(Available records begins)

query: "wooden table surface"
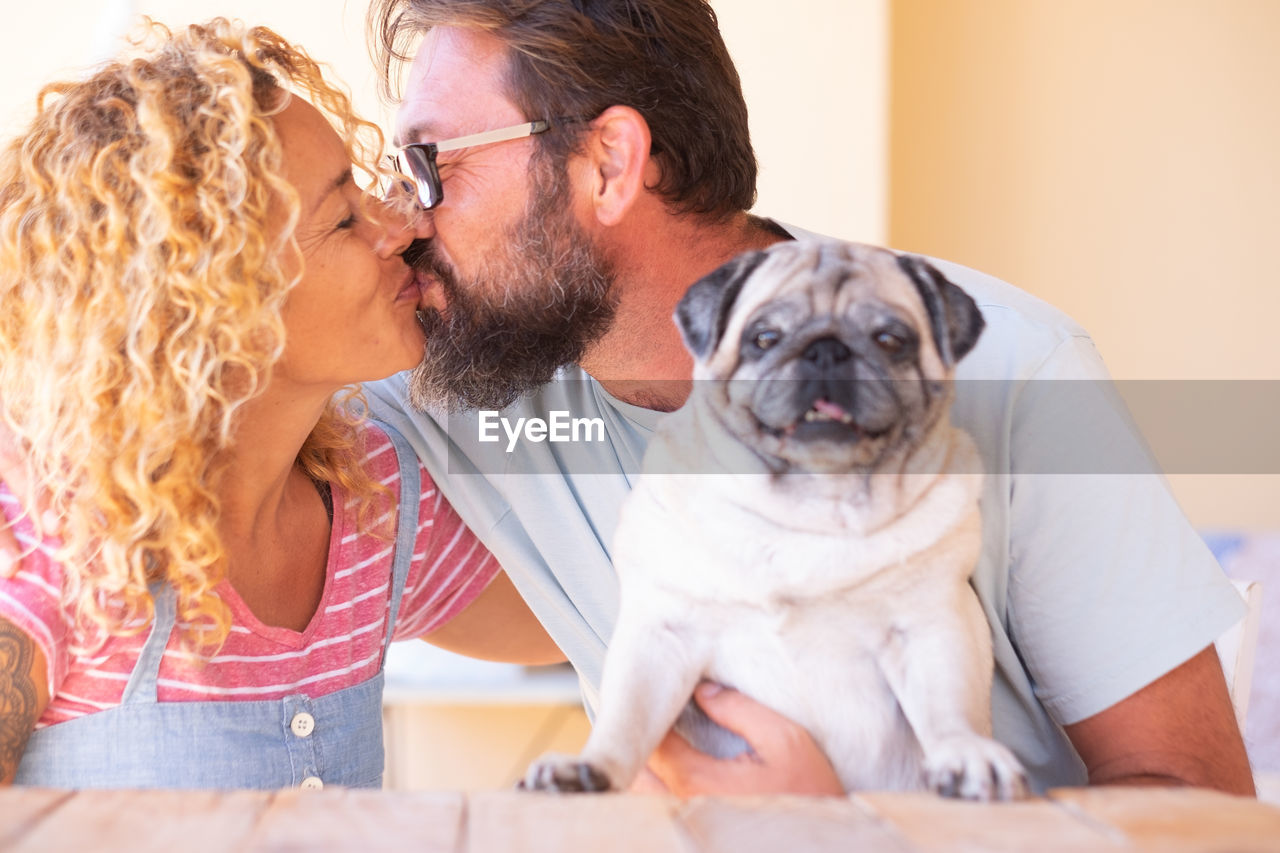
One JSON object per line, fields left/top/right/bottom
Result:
{"left": 2, "top": 786, "right": 1278, "bottom": 852}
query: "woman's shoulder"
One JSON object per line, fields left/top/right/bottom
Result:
{"left": 337, "top": 420, "right": 441, "bottom": 545}
{"left": 352, "top": 419, "right": 446, "bottom": 501}
{"left": 351, "top": 420, "right": 400, "bottom": 478}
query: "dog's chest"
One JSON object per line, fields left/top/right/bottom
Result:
{"left": 703, "top": 597, "right": 884, "bottom": 699}
{"left": 700, "top": 595, "right": 923, "bottom": 789}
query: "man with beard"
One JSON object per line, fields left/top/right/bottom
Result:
{"left": 359, "top": 0, "right": 1254, "bottom": 798}
{"left": 0, "top": 1, "right": 1247, "bottom": 796}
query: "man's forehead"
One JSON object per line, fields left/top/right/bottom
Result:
{"left": 393, "top": 26, "right": 519, "bottom": 146}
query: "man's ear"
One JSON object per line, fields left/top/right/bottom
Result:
{"left": 582, "top": 105, "right": 651, "bottom": 227}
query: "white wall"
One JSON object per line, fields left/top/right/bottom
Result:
{"left": 0, "top": 2, "right": 388, "bottom": 140}
{"left": 716, "top": 0, "right": 888, "bottom": 243}
{"left": 0, "top": 0, "right": 888, "bottom": 243}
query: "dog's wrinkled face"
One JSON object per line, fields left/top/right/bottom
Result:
{"left": 675, "top": 241, "right": 985, "bottom": 473}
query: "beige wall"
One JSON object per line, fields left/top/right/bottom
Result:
{"left": 890, "top": 0, "right": 1280, "bottom": 528}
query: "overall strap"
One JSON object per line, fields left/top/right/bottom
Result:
{"left": 373, "top": 420, "right": 421, "bottom": 664}
{"left": 120, "top": 583, "right": 178, "bottom": 705}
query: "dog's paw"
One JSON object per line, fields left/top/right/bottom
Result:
{"left": 517, "top": 753, "right": 614, "bottom": 793}
{"left": 924, "top": 736, "right": 1029, "bottom": 802}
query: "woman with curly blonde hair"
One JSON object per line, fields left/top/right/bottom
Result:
{"left": 0, "top": 19, "right": 557, "bottom": 789}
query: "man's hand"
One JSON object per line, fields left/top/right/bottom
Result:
{"left": 639, "top": 682, "right": 845, "bottom": 797}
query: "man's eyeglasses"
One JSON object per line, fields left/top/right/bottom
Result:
{"left": 391, "top": 118, "right": 574, "bottom": 210}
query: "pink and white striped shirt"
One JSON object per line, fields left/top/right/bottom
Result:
{"left": 0, "top": 424, "right": 499, "bottom": 728}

(Available records ends)

◆ **About this exercise**: Wherever the word "with" turns up in the records above, copy the line that holds it.

◆ **Solution for this exercise**:
query: "man with beard"
query: "woman with curly blonde hair"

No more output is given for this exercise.